_Passage to read_

§ §

RAISING THE FAWN
November 9, 2004
A big hello to all of my esteemed music video programmer friends! It’s Andy Gesner and the staff from HIP Video Promo with yet another super cool video for you all. Today, it’s our pleasure to introduce you to Raising The Fawn, a pensive, thoughtful, and frequently enthralling three-piece from Canada. Frontman and songwriter John Crossingham has been a contributor to Toronto’s expansive and impossibly fruitful Broken Social Scene collective, and his work with his own band shares some qualities with You Forgot It In People – earnestness, gorgeous musical textures, and a wide-angle cinematic feel. Five years ago Crossingham named the group after a Sea and Cake album, and has subsequently proven he is one of the few songwriters able to expand on Sam Prekop’s vision of pop music that is simultaneously ambient and infectious.
New release The North Sea isn’t the debut album from Raising The Fawn, but it is the best place to start accessing Crossingham’s worldview. It’s an enchanting collection of moody, atmospheric pop songs that culminates in two aching, epic, ten-minute tracks that ebb, crest and lap like ocean waves. The open sea is clearly an inspiration to Crossingham: he not only sings about it, but he writes songs that invariably echo its rhythms. “Gwendolyn”, the lead single, is the most conventional pop song on The North Sea – but even here, there’s something hushed and dreamy about Raising The Fawn that elevates and ennobles the project.

§ §

_Extracted material_
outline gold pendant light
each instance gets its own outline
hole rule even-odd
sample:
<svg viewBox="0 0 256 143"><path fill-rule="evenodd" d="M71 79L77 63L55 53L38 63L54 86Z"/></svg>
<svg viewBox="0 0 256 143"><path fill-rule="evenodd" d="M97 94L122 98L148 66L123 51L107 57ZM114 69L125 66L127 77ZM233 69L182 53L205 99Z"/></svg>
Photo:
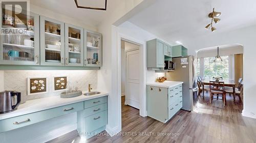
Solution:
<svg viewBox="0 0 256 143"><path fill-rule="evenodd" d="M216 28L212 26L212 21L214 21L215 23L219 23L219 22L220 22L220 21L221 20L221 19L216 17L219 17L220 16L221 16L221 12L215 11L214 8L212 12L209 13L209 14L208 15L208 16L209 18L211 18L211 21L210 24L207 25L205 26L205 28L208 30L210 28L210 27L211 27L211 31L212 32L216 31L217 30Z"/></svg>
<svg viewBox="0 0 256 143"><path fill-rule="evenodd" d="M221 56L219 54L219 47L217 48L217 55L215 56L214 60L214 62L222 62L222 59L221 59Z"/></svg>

§ §

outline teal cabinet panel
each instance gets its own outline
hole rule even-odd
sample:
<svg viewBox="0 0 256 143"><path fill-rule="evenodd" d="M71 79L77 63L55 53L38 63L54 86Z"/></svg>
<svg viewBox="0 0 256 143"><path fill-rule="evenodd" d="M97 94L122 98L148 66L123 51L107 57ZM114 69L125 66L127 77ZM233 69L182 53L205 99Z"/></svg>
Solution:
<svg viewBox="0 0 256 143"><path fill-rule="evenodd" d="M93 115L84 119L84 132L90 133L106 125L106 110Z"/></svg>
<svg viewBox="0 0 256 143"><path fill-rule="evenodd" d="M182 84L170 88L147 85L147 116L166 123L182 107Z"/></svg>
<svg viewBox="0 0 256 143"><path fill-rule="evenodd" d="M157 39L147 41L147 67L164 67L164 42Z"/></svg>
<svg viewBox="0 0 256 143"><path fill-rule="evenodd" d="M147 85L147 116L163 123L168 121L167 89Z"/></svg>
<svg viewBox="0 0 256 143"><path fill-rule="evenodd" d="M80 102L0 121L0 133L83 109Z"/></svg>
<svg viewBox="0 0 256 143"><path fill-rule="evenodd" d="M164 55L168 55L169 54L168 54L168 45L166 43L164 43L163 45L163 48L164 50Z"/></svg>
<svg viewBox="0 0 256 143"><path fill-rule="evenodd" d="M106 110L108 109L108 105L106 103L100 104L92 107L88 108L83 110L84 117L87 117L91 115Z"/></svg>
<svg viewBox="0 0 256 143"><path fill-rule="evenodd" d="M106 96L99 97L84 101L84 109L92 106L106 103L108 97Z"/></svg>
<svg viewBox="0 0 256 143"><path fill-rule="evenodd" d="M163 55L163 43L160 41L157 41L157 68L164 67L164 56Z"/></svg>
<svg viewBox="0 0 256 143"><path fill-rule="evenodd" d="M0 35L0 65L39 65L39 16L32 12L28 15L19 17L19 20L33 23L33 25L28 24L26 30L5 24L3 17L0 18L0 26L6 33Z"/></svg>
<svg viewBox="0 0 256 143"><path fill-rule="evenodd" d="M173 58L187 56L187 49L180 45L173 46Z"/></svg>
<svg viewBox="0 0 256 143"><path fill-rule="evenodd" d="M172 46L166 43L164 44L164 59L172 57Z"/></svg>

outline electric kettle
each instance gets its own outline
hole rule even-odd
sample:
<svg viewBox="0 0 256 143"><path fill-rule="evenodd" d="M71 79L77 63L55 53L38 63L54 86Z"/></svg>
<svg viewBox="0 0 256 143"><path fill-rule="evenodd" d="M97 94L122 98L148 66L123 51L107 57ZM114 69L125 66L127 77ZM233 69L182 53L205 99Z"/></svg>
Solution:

§ §

_Check your understanding_
1 > Render this sentence from the Raising The Fawn write-up in Spanish: "The open sea is clearly an inspiration to Crossingham: he not only sings about it, but he writes songs that invariably echo its rhythms."
2 > Carry on the write-up introducing Raising The Fawn, starting after its final sentence.

_Outputs in order_
1 > El mar abierto es claramente una inspiración para Crossingham: no solo canta sobre él, sino que escribe canciones que invariablemente reflejan sus ritmos.

2 >
“Gwendolyn” is built around a mildly psychedelic bass riff – and here, as elsewhere on The North Sea, bassist Scott Remilia’s playing is powerful, precise, and fluid. Along with creative drummer Dylan Green, Remilia provides a rock-solid base for Crossingham’s delicate falsetto lead vocal. The song, a eulogy for a relative (possibly even a parent), is a gorgeous meditation on the price of distance – emotional and otherwise.
The clip for “Gwendolyn”, directed with a combination of poise and wild imagination by Christopher Mills (Modest Mouse “Float On”), is easily one of the most ambitious we’ve seen all year. It incorporates several different animation techniques and styles, and careens from image to complex image. But by no means is it a jumble – it follows its own internal and associative logic, and carries the viewer along on a wild ride through a meticulously-drawn landscape. Like Raising The Fawn’s music, it is evocative, it rewards close attention, and it threatens to seep into the dreams of those who engage with it.
The video begins with a date: March 9, 1997. We’re not told the significance of it – we’re left to wonder if it marks the foundation of the band, or of the idea of the song, or whether it relates to the title character. A young woman walks across a green football field and chances upon a kaleidoscope in the grass. When she shakes it and raises it to her eye, we’re brought inside the device, and treated to a bizarre and beautiful sequence of animated images. (Periodically during the song, the perspective shifts back to the woman in the field – just to remind us that we’re all just viewers here.)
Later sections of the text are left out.